> [READING TEXT]
══════════════════════════════
- Born: March 2, 1911 Sturgeon Bay, Wisconsin, US
- Died: May 5, 2000 (aged 89) Las Vegas, Nevada, US
- Resting place: Arlington National Cemetery
- Education: University of Wisconsin (BA) Harvard University (LLB)

= Robert C. Bassett =

American publisher and political advisor (1911–2000)

Robert C. Bassett (March 2, 1911 – May 5, 2000) was an American newspaper publisher, lawyer, and political advisor to U.S. Presidents Harry S. Truman and Richard Nixon.

==Early life and education==
Bassett was born on March 2, 1911, to Clark and Lillian Bassett in Sturgeon Bay, Wisconsin. He attended the University of Wisconsin–Madison, where he was a member of the Wisconsin Badgers track and field team, graduating in 1932. Bassett later graduated from Harvard Law School in 1935.

== Career ==
Following graduation he opened a private law practice in Green Bay, Wisconsin, until he joined the United States Navy after the U.S. entered World War II. He retired from the navy as a lieutenant commander. After the war he became labor counsel for the Hearst Corporation and later became publisher of the Milwaukee Sentinel and vice president of the Joseph Schlitz Brewing Company. In 1952 Harry S. Truman appointed Bassett to the Wage Stabilization Board. He was named to the University of Wisconsin Board of Regents in 1958. Bassett was director of the United States Chamber of Commerce and was appointed by Richard Nixon to the Pay Board in 1971.

== Personal life ==
Bassett died from Alzheimer's disease on May 5, 2000, in Las Vegas, Nevada. He is interred at Arlington National Cemetery with his wife Sally (1922–1998).
══════════════════════════════
> [LISTED RECORDS]

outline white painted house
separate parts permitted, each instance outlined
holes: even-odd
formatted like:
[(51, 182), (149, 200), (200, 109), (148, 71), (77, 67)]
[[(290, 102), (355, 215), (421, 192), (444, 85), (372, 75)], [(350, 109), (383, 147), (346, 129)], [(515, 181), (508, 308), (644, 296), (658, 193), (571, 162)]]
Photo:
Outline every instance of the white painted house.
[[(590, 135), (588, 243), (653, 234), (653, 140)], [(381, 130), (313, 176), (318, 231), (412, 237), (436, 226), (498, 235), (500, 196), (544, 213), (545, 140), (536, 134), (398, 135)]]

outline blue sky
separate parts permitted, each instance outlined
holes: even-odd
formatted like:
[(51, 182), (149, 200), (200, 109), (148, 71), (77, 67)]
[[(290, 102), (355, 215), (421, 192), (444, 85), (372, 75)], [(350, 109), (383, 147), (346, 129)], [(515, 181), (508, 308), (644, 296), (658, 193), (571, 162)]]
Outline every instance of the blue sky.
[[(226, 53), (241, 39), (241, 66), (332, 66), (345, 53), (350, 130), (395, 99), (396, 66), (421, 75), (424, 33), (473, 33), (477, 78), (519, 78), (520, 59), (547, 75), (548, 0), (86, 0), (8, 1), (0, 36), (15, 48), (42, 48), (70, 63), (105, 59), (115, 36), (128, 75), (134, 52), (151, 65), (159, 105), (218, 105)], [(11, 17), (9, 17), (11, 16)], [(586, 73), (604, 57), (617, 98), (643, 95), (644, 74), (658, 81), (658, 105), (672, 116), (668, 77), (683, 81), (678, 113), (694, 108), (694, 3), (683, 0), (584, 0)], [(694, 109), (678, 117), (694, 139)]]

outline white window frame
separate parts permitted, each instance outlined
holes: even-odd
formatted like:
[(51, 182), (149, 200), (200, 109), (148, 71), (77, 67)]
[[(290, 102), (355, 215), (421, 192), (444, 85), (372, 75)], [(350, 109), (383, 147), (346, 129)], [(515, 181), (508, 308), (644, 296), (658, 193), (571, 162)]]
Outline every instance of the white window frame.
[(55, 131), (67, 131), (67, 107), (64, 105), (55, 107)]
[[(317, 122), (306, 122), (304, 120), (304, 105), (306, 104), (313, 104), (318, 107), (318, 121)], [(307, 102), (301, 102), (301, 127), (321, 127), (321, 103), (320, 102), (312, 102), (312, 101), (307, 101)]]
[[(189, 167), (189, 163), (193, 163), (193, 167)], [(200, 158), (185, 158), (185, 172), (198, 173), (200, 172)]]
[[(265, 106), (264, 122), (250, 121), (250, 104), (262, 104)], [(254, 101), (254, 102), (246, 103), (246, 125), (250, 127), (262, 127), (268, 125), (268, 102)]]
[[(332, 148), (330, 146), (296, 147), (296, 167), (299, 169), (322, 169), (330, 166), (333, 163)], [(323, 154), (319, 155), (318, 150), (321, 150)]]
══════════════════════════════
> [WORK TO BE COMPLETED] Can you reproduce the Robert C. Bassett text word for word from "American publisher and" to "and Richard Nixon."?

> [EXERCISE RESULT]
American publisher and political advisor (1911–2000)

Robert C. Bassett (March 2, 1911 – May 5, 2000) was an American newspaper publisher, lawyer, and political advisor to U.S. Presidents Harry S. Truman and Richard Nixon.